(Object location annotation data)
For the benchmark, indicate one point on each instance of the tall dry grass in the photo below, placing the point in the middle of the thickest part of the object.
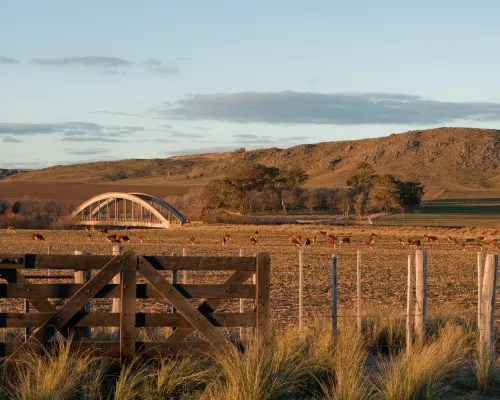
(278, 370)
(56, 373)
(426, 372)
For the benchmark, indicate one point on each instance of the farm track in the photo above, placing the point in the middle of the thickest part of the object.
(452, 279)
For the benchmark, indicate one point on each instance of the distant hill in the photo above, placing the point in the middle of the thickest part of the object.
(461, 160)
(4, 173)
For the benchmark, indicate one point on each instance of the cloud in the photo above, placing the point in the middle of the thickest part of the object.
(118, 113)
(82, 139)
(11, 139)
(166, 70)
(87, 152)
(322, 108)
(111, 73)
(37, 129)
(8, 60)
(183, 152)
(152, 62)
(88, 61)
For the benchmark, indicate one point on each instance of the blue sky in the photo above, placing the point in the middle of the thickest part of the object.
(122, 79)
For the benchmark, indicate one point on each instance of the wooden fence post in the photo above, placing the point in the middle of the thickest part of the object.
(358, 291)
(487, 345)
(83, 277)
(409, 305)
(334, 295)
(301, 290)
(242, 304)
(174, 279)
(117, 251)
(420, 294)
(479, 292)
(263, 277)
(128, 311)
(184, 272)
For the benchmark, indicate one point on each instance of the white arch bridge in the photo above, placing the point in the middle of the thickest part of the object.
(127, 209)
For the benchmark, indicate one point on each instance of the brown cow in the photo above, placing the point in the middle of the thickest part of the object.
(345, 240)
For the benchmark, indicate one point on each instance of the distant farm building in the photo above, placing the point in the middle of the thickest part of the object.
(127, 209)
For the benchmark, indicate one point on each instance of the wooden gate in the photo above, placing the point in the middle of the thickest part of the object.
(188, 319)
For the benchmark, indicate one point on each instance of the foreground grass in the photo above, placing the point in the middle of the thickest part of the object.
(311, 365)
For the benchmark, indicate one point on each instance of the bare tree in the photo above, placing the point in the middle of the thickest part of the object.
(359, 202)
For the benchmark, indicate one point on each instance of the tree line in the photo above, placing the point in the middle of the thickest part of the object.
(253, 187)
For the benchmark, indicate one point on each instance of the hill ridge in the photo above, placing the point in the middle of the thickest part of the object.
(447, 157)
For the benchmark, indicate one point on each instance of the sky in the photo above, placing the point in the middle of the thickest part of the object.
(107, 80)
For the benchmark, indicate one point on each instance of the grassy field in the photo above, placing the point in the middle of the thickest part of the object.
(372, 366)
(452, 272)
(450, 212)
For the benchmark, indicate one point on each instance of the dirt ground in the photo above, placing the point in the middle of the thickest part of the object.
(452, 272)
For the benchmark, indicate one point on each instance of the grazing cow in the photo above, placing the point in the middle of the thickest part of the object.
(415, 244)
(123, 238)
(345, 240)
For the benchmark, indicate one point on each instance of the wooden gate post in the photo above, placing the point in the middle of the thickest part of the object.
(117, 251)
(487, 345)
(301, 290)
(263, 277)
(420, 294)
(83, 277)
(479, 291)
(409, 305)
(334, 296)
(358, 291)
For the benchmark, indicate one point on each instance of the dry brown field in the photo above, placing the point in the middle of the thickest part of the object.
(452, 279)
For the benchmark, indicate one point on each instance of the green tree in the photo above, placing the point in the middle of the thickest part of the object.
(385, 193)
(362, 177)
(16, 207)
(411, 194)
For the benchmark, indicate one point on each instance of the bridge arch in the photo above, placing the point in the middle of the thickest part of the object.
(127, 209)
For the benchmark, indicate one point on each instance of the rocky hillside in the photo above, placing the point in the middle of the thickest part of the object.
(461, 159)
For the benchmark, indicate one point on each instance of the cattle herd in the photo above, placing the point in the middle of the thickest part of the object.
(331, 239)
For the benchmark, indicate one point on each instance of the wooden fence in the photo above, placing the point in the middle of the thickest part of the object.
(75, 314)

What the task asks: In your copy of the listing above, reproduce each line exactly and omit all pictures.

Exercise output:
For the benchmark, indicate one point on each instance of the tall dry grass in the photo below, placing the point in the middle of the thickest part of the object.
(278, 370)
(56, 373)
(426, 372)
For the benchmark, indicate one point on each instance of the farm track in the photo above, placing the point in the middle of the thickest part of the object.
(452, 279)
For the benchmark, indicate one point on each instance of the distant hill in the photo above, placing the point in the middle of the thickest part of the object.
(461, 160)
(4, 173)
For the benchmark, indicate one point on each instance of the cloud in the photo above, placing the point in the middle of the thickest part of the object.
(118, 113)
(82, 139)
(11, 139)
(166, 70)
(87, 152)
(322, 108)
(111, 73)
(37, 129)
(8, 60)
(183, 152)
(152, 62)
(88, 61)
For the benchmark, indicate one point on each instance of the blue sky in the photo above, placing the point in the middle of the thickest part of the object.
(122, 79)
For the benchmark, indicate one point on each instance of the wooden fence post in the photo above, placing the point in the middle of the thickest part of the object.
(358, 291)
(487, 345)
(83, 277)
(409, 305)
(334, 295)
(301, 290)
(242, 304)
(174, 279)
(117, 251)
(420, 294)
(479, 292)
(263, 277)
(128, 311)
(184, 272)
For the benchmark, indicate one point on each instance of the white arch bridge in the photo above, placing the point in the middle of the thickest part of the object.
(127, 209)
For the benchmark, indicate one point on each instance of the brown cow in the photo above, placing the point in the middle of the thickest part of the object.
(345, 240)
For the benchmark, indicate one point on each instance of the distant farm building in the photo above, placing the point in the middle of the thickest part of the object.
(127, 209)
For the benchmark, indicate one point on each instance of the wooden gate in the photo above, placing the point in the middle of the thickest part of the object.
(188, 319)
For the benchmark, indicate one point on each instance of the foreground grass in the photo above, placing the point in the middle of the thickest part of the object.
(311, 365)
For the benchmark, indicate one point on each instance of the bare tree in the photo above, placing the point in the middle of the thickest part of the object.
(359, 202)
For the benchmark, indicate one point on each instance of the tree line in the photo above, placing the point in the middle of the thickest part of the object.
(253, 187)
For the benchmark, indicate one point on each instance of the hill ridge in the photo above, placing the point in the middle of the thickest part of the object.
(447, 157)
For the benchmark, indicate one point on each instance of the sky in the photo above, placing the point in the middle of the thickest part of the object.
(107, 80)
For the benchmark, indicate one point on each instance of the grassy field in the photo above, placing the point in the middle of the thickest part of the object.
(372, 366)
(452, 272)
(450, 212)
For the benchmark, indicate one point on each instance of the dirt ground in the photo above, placing the point in the middle of the thickest part of the object.
(452, 272)
For the benchmark, indicate one point on each instance of the grazing cow in the photo above, placing the point in the middle of the thickest part of the object.
(415, 244)
(123, 238)
(345, 240)
For the benchmark, indicate one point on each instance of the wooden gate post in the photo above, placing the point in the middle of the thickest part of the object.
(117, 251)
(487, 345)
(301, 290)
(263, 277)
(420, 294)
(83, 277)
(479, 291)
(409, 305)
(334, 296)
(358, 291)
For the benchmark, indicate one point on each instance of the dry brown field in the photo above, placing the point in the middle of the thickest part of the object.
(452, 279)
For the benchmark, indicate one point on each instance of the green tree in the photo above, placing the point in the middle of the thickest part of the object.
(385, 193)
(362, 177)
(16, 207)
(411, 194)
For the benchmark, indicate one point on each instance of the bridge arch in the photo above, placing the point in the middle of the thickest part of the object.
(127, 209)
For the benchmark, indicate one point on each instance of the rocky hillside in the photo above, placing the point in the middle of the thickest part of the object.
(461, 159)
For the benchmark, indicate one point on each instance of the cattle herd in the photo above, placing the point in the middle of the thickest part of the object.
(331, 239)
For the benchmark, indicate one point on each instance of the wooden fence in the photo above, placing the point in the middle of the thickest part of the object.
(75, 314)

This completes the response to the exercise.